Direction:
Quote each record exactly, please, leaving none out.

# Records to process start

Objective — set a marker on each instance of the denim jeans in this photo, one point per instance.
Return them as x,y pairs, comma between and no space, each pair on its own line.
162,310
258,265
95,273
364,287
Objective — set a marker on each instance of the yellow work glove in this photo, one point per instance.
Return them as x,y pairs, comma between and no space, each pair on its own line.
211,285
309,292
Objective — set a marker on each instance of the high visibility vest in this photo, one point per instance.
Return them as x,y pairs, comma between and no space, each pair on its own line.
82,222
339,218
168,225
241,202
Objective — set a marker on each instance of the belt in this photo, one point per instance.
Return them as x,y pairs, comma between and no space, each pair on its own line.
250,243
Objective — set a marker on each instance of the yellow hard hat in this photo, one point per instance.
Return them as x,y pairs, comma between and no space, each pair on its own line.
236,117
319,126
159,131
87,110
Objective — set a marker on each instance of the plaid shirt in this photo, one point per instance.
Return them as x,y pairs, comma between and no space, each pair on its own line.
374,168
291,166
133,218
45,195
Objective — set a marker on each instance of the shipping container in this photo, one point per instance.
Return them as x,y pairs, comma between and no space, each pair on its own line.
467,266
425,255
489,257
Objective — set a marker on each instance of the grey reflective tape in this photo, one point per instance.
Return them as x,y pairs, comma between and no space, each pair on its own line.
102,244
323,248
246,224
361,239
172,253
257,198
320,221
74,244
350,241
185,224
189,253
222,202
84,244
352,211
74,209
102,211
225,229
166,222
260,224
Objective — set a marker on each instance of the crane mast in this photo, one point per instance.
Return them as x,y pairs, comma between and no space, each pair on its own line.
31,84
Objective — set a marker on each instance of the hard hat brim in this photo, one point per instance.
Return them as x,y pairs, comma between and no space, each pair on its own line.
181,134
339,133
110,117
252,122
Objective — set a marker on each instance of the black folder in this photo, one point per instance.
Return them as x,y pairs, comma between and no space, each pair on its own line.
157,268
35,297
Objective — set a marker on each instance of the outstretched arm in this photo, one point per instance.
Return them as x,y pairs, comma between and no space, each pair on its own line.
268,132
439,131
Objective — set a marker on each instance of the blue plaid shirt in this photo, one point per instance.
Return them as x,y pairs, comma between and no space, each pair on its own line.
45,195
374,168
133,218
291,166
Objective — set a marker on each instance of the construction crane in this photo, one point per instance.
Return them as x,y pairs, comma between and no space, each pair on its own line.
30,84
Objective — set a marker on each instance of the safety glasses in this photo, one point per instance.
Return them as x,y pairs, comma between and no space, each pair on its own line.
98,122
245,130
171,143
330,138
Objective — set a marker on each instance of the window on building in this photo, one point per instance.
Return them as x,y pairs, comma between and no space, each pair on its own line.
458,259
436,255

# Records to process end

Exercise solution:
Objective — set a marker on each instance of the denim jeans in this photo, one point per instance.
Return them as x,y pairs, comma between and no space, each pair on its own line.
162,310
258,265
95,273
364,287
Objective — set a marker on each instance of the yellow work glove in this photo, one point per instance.
Return them as x,y pairs, comma between and no space, each pair on its own line.
211,285
309,292
Objective — set a marker on each instance of the high visibility vest in this photo, one point per instance.
Return them as x,y pairs, comma between and no space, each pair on its own line.
82,222
339,218
168,225
241,202
Objective — set a marker on each instance of the belt in this photo, one point per instance.
Return them as x,y pairs, comma between and no space, each pair on its own line.
250,243
Objective — set a marker on each instance of the yellow hard hat in this photo, one point per instance.
Return them as x,y pairs, comma between and no space, each pair on its own line.
236,117
319,126
159,131
87,110
Objective — set a marker on each instance of the plaid shirt in this photo, one point per instance.
Return them as x,y pairs, comma between and no space, each pair on its own line.
374,168
291,166
133,218
45,195
Objective — set a marker on each instance of the shipping container in this photo, one point per instance.
Return them as x,y pairs, comma between and no space, each pair on its own line.
467,266
425,255
489,257
Objective — set a marker on each instance of the grey reflective tape in this photo, one point per instance.
Return them as x,y pairs, comma between and no space, each pair on its own line.
102,244
323,248
246,224
361,239
172,253
257,198
320,221
74,244
350,241
185,224
189,253
222,202
84,244
352,211
74,209
102,211
225,229
166,222
260,224
Objective — set a marker on each instance of the crane mast in this photo, one point per instance.
Return them as x,y pairs, comma between and no space, each pair on its own line.
31,84
Objective — set a marker on each instance of the hard hat brim in this photo, one point per instance.
Return them as x,y pairs, comma between and no space, each pair on its own line.
181,134
339,133
110,117
252,122
Objective — set a marker on each instance of the black folder in this photo, one point per instance.
Return them as x,y pairs, comma between and no space, each pair on its own line.
157,268
35,297
Objective — set a marker on each instance of the outstretched arm in this photo, one point per instance.
Return them as x,y pairs, comma between and no space, each pair on its own line.
268,132
439,131
Objective — set a marker on each instance of the blue plaid shirt in this photo, one point per instance.
Return them as x,y pairs, comma between and no space, each pair on its own line.
45,195
374,168
133,218
291,166
Objective — set a marker on each instance of the construction crane in this photo, one point per instance.
Return them as x,y pairs, comma between and no space, each pair on its own line.
30,84
Objective — set a marker on each instance of the safety glasses in this photo, one point per instance.
Return them as x,y pairs, comma between and no space, each pair on its own line.
98,122
245,130
171,143
330,138
Objective — set a marker on each instance of the window on building in this photo, one point per instance.
Return them as x,y pairs, comma between and no space, each pair on its own line.
458,259
436,255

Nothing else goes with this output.